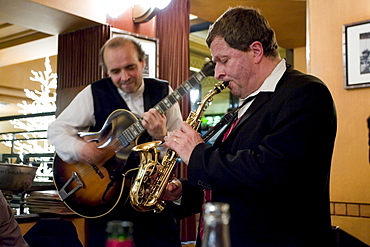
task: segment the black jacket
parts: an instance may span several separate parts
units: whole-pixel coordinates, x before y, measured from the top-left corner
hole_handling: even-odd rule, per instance
[[[261,92],[226,141],[199,144],[189,182],[230,204],[231,243],[330,246],[329,175],[336,112],[317,78],[287,69]]]

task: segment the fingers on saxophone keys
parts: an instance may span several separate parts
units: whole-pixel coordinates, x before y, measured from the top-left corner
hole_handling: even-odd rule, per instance
[[[180,186],[179,183],[181,183],[181,182],[179,180],[175,180],[175,179],[170,182],[170,184],[173,184],[176,188]]]
[[[171,141],[171,142],[174,142],[174,143],[176,143],[176,144],[179,144],[179,143],[177,142],[177,139],[178,139],[178,137],[177,137],[177,136],[174,136],[174,135],[169,135],[169,136],[166,136],[166,137],[164,138],[164,140],[165,140],[165,141]]]
[[[166,138],[167,140],[170,140],[170,141],[173,141],[173,142],[176,142],[177,141],[177,139],[178,139],[178,137],[177,136],[175,136],[175,135],[169,135],[169,136],[167,136],[167,138]],[[176,142],[177,143],[177,142]]]

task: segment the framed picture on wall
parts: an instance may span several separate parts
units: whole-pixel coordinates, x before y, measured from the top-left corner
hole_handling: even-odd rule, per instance
[[[370,20],[343,26],[344,88],[370,87]]]
[[[158,75],[158,39],[112,28],[111,37],[119,35],[130,35],[139,41],[145,52],[143,77],[156,78]]]

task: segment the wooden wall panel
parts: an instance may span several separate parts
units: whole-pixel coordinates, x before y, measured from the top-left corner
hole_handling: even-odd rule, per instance
[[[328,85],[338,115],[330,179],[331,201],[362,208],[359,212],[362,218],[347,212],[346,215],[333,216],[333,224],[370,244],[370,218],[363,218],[370,203],[366,123],[370,115],[370,88],[344,88],[342,39],[343,25],[370,20],[370,2],[308,0],[307,3],[308,73],[318,76]]]

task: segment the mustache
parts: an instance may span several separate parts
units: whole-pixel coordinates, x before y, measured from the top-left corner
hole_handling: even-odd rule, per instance
[[[126,80],[126,81],[124,81],[124,80],[121,80],[120,82],[119,82],[119,84],[120,85],[125,85],[125,84],[130,84],[130,83],[132,83],[132,82],[135,82],[135,79],[134,78],[132,78],[132,77],[130,77],[128,80]]]

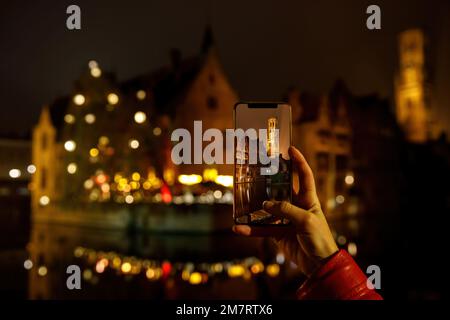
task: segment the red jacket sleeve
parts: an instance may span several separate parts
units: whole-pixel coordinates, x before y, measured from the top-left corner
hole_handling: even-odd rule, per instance
[[[335,253],[297,291],[301,300],[382,300],[345,250]]]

----------

- _Exercise_
Above are the records; print them all exactly and keep the pictures out.

- _Task output_
task: segment the black jacket
parts: an instance may span several separate parts
units: whole-pixel coordinates, x before y, measured from the top-left corner
hole_handling: even-odd rule, per instance
[[[261,92],[226,141],[199,144],[189,182],[230,204],[231,243],[330,246],[329,175],[336,112],[317,78],[287,69]]]

task: segment the fingers on saxophone keys
parts: an instance may span several separate parts
units: whole-pixel coordinates, x before y, measured from the top-left corner
hole_handling: even-odd rule, per instance
[[[180,186],[179,183],[181,183],[181,182],[179,180],[175,180],[175,179],[170,182],[170,184],[173,184],[176,188]]]
[[[171,141],[171,142],[174,142],[174,143],[176,143],[176,144],[179,144],[179,143],[177,142],[177,139],[178,139],[178,137],[177,137],[177,136],[174,136],[174,135],[169,135],[169,136],[166,136],[166,137],[164,138],[164,140],[165,140],[165,141]]]
[[[166,138],[167,140],[170,140],[170,141],[173,141],[173,142],[176,142],[177,141],[177,139],[178,139],[178,137],[177,136],[175,136],[175,135],[169,135],[169,136],[167,136],[167,138]],[[176,142],[177,143],[177,142]]]

task: segment the framed picture on wall
parts: an instance may span several separate parts
units: whole-pixel coordinates, x before y, measured from the top-left corner
hole_handling: even-odd rule, per instance
[[[370,20],[343,26],[344,88],[370,87]]]
[[[158,75],[158,39],[112,28],[111,37],[119,35],[130,35],[139,41],[145,52],[143,77],[156,78]]]

task: segment the wooden wall panel
parts: an instance may span several separate parts
units: whole-pixel coordinates, x before y, measured from the top-left corner
hole_handling: even-odd rule, per instance
[[[328,85],[338,115],[330,179],[331,201],[362,208],[359,212],[362,218],[347,212],[346,215],[333,216],[333,224],[370,244],[370,218],[363,218],[370,203],[366,123],[370,115],[370,88],[344,88],[342,39],[343,25],[370,20],[370,2],[308,0],[307,3],[308,73],[318,76]]]

task: segment the mustache
parts: an instance may span several separate parts
units: whole-pixel coordinates, x before y, measured from the top-left corner
hole_handling: even-odd rule, per instance
[[[126,80],[126,81],[124,81],[124,80],[121,80],[120,82],[119,82],[119,84],[120,85],[125,85],[125,84],[130,84],[130,83],[132,83],[132,82],[135,82],[135,79],[134,78],[132,78],[132,77],[130,77],[128,80]]]

task: segment the red jacket sleeve
parts: an instance may span several separate parts
units: whole-pixel coordinates, x before y, measured from the top-left corner
hole_handling: even-odd rule, per instance
[[[335,253],[297,291],[301,300],[382,300],[345,250]]]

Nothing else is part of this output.